■ **SHORT PROBLEM**: Exactly reproduce the line that contains "Could you point to the shallow" and all lines after it in the entries below, through the very last line.
___ MATERIAL SUPPLIED
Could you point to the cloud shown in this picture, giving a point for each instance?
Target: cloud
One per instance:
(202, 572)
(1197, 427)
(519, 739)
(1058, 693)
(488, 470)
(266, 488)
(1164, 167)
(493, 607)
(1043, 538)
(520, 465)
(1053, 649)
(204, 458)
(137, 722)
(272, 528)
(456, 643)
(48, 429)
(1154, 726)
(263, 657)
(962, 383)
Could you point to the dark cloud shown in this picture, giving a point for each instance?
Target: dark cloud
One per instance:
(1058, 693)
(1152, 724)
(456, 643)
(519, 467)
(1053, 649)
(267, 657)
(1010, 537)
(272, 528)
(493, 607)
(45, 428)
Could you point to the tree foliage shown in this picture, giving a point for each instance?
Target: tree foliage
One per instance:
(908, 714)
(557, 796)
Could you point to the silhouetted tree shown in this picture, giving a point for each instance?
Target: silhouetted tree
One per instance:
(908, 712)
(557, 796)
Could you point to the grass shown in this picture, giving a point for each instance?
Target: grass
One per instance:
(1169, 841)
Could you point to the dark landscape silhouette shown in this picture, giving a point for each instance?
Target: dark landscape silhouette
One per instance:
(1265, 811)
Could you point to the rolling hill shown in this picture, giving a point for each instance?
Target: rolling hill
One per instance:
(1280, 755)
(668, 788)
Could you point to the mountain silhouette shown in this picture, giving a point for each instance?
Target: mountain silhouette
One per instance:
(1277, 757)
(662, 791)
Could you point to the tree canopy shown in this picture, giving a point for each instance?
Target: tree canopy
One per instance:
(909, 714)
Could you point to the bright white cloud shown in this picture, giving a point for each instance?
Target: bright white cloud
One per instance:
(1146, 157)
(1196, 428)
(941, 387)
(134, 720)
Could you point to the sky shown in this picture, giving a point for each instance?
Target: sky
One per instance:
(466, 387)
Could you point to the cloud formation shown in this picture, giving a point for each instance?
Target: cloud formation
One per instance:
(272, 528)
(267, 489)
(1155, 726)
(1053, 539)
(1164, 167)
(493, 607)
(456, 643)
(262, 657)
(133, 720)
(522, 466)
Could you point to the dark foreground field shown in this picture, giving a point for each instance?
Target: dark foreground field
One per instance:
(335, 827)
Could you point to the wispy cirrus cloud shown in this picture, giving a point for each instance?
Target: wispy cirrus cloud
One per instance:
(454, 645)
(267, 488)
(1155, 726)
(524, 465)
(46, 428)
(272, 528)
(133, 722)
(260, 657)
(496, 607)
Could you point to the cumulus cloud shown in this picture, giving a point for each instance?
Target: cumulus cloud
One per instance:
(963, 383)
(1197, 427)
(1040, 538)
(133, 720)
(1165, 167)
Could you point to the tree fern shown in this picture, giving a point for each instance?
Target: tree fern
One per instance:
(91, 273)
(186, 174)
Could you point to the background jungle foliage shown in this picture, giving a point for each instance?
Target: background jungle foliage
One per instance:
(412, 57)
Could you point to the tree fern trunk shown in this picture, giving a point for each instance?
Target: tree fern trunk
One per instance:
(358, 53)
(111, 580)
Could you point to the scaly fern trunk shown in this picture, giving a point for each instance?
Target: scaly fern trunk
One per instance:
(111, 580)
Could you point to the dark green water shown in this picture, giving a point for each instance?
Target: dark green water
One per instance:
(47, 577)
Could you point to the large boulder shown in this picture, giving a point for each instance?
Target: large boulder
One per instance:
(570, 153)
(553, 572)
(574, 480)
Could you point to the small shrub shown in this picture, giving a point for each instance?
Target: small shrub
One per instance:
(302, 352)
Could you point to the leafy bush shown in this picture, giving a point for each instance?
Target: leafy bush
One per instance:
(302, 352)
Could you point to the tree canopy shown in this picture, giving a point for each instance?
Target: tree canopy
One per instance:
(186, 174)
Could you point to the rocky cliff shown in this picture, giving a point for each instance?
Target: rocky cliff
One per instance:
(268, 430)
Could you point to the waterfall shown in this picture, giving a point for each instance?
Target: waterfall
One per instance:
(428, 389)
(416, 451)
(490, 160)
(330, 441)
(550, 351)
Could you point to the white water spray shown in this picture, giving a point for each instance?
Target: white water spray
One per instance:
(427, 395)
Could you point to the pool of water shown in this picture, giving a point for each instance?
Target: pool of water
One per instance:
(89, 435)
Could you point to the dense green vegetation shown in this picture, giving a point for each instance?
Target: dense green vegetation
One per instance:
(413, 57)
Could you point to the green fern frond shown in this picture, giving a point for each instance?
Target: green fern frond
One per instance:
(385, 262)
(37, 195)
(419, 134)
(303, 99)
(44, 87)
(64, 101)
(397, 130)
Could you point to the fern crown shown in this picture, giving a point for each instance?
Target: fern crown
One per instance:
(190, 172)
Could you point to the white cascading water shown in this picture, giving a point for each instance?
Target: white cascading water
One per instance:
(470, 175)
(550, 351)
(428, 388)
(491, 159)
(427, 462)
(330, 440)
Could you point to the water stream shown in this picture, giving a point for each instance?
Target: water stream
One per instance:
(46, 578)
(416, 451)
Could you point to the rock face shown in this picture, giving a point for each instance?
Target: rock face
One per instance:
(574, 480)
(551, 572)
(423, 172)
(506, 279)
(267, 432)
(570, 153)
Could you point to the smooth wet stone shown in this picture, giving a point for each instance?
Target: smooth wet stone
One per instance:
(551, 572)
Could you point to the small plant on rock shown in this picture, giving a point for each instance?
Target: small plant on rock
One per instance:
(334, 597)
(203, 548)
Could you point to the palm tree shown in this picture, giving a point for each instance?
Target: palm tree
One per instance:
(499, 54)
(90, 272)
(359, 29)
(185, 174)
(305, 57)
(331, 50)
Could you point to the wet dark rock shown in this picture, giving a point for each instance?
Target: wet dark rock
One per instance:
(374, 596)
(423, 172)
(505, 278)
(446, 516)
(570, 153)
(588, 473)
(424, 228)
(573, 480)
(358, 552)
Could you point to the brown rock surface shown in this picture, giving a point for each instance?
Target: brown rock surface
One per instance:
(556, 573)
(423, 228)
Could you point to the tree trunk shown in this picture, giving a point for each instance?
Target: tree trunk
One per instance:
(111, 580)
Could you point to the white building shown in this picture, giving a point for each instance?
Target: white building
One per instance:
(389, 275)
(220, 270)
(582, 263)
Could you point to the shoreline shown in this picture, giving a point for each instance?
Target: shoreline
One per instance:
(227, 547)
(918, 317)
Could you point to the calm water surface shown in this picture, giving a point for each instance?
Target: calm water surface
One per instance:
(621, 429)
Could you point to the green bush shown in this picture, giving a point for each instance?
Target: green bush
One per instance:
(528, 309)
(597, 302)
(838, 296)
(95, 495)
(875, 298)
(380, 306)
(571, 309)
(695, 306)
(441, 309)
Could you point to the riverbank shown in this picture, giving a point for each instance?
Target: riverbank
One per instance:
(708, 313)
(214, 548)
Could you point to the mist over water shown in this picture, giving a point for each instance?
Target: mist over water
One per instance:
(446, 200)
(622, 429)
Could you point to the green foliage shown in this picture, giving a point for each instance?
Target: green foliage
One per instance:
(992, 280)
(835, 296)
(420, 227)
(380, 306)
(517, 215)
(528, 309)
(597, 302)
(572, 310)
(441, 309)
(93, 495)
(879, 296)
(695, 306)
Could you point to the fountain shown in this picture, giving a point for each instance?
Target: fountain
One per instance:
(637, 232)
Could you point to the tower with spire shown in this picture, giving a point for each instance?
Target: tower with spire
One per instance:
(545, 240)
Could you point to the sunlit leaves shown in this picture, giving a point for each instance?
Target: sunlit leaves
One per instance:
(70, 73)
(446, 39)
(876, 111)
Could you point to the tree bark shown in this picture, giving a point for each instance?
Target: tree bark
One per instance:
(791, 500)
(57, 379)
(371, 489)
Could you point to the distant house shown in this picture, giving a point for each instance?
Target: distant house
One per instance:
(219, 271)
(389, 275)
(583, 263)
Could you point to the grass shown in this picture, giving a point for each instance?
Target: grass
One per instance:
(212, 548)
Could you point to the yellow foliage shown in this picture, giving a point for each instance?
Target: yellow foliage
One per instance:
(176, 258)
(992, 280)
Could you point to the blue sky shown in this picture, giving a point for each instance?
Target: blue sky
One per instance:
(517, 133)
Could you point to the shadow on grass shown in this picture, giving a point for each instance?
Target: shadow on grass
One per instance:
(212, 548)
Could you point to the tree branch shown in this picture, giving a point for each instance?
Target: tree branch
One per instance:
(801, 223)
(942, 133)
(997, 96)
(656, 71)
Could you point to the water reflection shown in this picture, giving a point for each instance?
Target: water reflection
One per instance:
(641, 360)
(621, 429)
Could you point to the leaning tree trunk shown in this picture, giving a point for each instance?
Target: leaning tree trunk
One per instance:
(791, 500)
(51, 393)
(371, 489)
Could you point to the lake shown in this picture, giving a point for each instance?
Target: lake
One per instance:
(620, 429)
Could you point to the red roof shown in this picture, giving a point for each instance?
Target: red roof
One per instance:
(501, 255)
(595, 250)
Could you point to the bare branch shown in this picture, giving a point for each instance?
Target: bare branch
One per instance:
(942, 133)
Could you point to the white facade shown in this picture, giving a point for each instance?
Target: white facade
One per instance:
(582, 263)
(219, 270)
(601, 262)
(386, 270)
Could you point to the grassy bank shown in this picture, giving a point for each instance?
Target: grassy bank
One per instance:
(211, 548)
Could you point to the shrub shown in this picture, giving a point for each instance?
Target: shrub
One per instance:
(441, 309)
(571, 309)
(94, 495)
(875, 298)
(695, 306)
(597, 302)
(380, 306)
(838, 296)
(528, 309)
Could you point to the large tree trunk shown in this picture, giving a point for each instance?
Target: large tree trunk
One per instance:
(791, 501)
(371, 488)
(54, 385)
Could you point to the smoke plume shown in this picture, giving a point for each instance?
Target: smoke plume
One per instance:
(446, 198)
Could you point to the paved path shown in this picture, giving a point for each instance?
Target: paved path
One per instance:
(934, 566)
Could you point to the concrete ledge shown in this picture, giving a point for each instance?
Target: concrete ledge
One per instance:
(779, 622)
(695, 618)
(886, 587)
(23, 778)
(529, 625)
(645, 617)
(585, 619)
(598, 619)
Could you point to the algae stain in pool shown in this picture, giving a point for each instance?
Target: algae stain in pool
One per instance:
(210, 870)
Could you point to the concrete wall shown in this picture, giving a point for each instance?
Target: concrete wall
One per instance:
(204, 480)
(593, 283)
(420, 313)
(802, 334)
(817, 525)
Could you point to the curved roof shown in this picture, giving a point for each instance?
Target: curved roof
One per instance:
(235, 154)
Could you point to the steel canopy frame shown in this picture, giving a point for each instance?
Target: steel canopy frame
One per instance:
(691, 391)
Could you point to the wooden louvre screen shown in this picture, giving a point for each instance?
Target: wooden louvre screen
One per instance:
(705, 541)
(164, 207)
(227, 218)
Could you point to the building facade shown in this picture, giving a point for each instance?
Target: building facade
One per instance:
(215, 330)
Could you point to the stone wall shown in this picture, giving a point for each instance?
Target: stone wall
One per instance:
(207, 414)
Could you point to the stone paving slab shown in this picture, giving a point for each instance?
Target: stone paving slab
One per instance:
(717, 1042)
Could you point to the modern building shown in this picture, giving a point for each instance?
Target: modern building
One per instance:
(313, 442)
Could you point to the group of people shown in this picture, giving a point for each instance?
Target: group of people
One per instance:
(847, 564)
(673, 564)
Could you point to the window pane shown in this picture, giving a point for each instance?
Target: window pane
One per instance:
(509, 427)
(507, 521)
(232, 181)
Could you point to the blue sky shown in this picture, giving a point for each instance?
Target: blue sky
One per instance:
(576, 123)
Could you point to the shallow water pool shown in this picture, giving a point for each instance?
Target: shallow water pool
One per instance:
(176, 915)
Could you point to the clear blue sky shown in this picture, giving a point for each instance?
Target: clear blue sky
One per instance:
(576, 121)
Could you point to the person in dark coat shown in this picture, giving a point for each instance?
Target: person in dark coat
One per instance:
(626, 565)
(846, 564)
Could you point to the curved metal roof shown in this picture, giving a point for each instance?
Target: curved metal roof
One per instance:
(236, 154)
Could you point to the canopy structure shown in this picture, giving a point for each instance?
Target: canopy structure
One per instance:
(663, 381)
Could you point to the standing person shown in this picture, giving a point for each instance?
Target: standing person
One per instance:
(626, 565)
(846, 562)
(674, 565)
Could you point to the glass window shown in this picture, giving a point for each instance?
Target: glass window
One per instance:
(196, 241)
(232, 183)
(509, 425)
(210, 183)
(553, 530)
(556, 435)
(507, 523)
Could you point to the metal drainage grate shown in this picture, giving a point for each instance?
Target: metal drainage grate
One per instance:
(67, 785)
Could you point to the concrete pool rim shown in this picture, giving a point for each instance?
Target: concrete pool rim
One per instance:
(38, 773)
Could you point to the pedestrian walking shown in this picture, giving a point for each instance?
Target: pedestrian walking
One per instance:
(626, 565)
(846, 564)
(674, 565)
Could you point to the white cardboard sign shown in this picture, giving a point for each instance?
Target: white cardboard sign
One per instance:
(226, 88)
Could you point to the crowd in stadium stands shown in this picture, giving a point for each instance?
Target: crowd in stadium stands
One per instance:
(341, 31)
______
■ **EXERCISE SOLUTION**:
Could you point to the shallow water pool shown in this picture, giving a point for each instance?
Target: shallow water pool
One per instance:
(176, 915)
Could you point to the clear blue sky shown in this picture, giving a point for each instance?
Target: clear blue sky
One per instance:
(576, 121)
Could you point to the person in dark coat shown in this picture, giving a point for each instance?
Target: person in dark coat
One per instance:
(626, 565)
(846, 564)
Could you point to the curved metal roof shown in this picture, giving a point for each instance?
Target: curved metal roof
One per instance:
(236, 154)
Could you point to the canopy structure shown in this picture, giving a point for each instance?
Target: canopy structure
One per instance:
(663, 381)
Could you point to the standing person shown in this picture, giving a point for each instance?
Target: standing person
One per instance:
(626, 565)
(846, 562)
(674, 565)
Could you point to the glass window shown in this picture, giving a point for each instance?
Target: glass window
One per instance:
(196, 241)
(232, 183)
(509, 425)
(210, 183)
(553, 530)
(556, 435)
(507, 523)
Could you point to the metal drainage grate shown in this picture, giving a point for each instance?
Target: metal drainage grate
One per instance:
(67, 785)
Could you point to the concrete pool rim shown in this picture, giving a point for each instance?
Target: concrete pool rim
One per instance:
(38, 773)
Could you point to the pedestrian walking shown in this picture, giving a point for each instance?
Target: pedestrian walking
One per instance:
(626, 565)
(846, 564)
(674, 565)
Could you point to the white cardboard sign shown in this picture, giving a point for each instance?
Target: white cardboard sign
One per instance:
(226, 88)
Could you point to the crowd in stadium stands shown in this picture, giving a point for each instance?
Target: crowd in stadium stands
One per instance:
(341, 31)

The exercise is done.